> Exercise goal: Repeat every line of the material, character for character.

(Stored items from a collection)
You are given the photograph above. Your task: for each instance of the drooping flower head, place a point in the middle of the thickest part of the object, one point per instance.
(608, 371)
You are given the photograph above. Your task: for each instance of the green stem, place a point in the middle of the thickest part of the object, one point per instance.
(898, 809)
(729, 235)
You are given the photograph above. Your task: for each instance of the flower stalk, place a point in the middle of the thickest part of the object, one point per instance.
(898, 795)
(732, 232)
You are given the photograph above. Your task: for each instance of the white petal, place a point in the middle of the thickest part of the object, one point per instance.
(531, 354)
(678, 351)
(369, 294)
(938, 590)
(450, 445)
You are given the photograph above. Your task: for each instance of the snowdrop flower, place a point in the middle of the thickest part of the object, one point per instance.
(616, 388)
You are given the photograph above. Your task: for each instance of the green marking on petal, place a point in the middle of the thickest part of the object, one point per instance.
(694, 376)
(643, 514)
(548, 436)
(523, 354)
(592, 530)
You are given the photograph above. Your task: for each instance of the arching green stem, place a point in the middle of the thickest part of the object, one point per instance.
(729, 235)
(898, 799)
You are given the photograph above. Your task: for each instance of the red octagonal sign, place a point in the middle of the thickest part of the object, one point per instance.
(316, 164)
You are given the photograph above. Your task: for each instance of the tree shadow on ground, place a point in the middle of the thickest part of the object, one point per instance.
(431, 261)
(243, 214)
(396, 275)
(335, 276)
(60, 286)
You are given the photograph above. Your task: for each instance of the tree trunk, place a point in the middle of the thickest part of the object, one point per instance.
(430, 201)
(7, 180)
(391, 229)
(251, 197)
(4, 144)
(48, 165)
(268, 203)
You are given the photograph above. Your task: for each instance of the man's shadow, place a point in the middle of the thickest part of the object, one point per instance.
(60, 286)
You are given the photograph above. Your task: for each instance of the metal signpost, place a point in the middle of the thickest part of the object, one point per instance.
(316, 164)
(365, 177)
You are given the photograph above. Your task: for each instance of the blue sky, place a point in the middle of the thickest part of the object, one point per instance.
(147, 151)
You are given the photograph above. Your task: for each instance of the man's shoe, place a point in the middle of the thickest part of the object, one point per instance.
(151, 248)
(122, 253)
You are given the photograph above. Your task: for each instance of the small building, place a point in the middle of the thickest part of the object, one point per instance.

> Result of this task:
You are given the photograph above. Your task: for each instance of the drooping flower head, place a point in the middle of the thickest part of the object, one point per instance.
(608, 371)
You are given the photograph above. Your task: for each instance of the green stem, place a point in the middle of the thickest part of the object, one point per instance.
(898, 809)
(729, 235)
You are given the photograph above. Your task: for each instance of the flower stalk, place a point in the middle of the thickest part of the object, one point per instance.
(898, 795)
(732, 232)
You are given the photograph above. Your task: for each instance of the white petal, place a point in the middle of the thickest part of the object, one point per instance.
(531, 354)
(678, 351)
(369, 294)
(938, 590)
(450, 445)
You are given the photograph above. Your task: for each instance of the snowdrop flower, place a point in the middle of the thickest part of the object, one point per instance.
(616, 388)
You are given the photograph above. Your task: for each instance of the green marking on petal, place a point in the middle of the thickest part of the object, one point per instance.
(694, 376)
(643, 514)
(548, 436)
(523, 354)
(592, 530)
You are given the photograph above. Your task: for each instance of the arching green stem, place a point in the middle of the thickest part of the object, one point per instance.
(729, 235)
(898, 799)
You are given the photograph above. Your task: for each instance of the red octagonal sign, place a point in the middle of the thickest part of the object, one point per instance.
(316, 164)
You are given the photograph above. Your task: for each instance of the tree shadow on ground, place a point in the middle of the thickest part of the object, one point per instance.
(431, 261)
(243, 214)
(396, 275)
(335, 276)
(60, 286)
You are given the photograph above. Your task: for each instance of the tree trunk, place a point in the middle of the thickest part of the object, one point per instance.
(430, 201)
(7, 180)
(391, 229)
(251, 197)
(4, 144)
(48, 165)
(268, 203)
You are given the photograph above. Your task: for each instance of the man's shadow, place a point in the middle of the thickest part of the object, one point per instance.
(60, 286)
You are given the photograph above. Your task: for each instance of the metal signpost, place a point in the middle of the thickest part of the object, one point per instance.
(316, 164)
(365, 177)
You are given the photograph above. Your task: for each instance of the blue sky, place a point in the middle of the thickest part of the object, one point per instance.
(147, 151)
You are given the photograph above. Your task: for each instance of the man's shoe, place a point in the middle of the thickest part of the object, one point per instance.
(151, 248)
(122, 253)
You are given the photograph above. Your task: for each instance of the small building, place a point in the middle of the thickest part of the object, one point per instance.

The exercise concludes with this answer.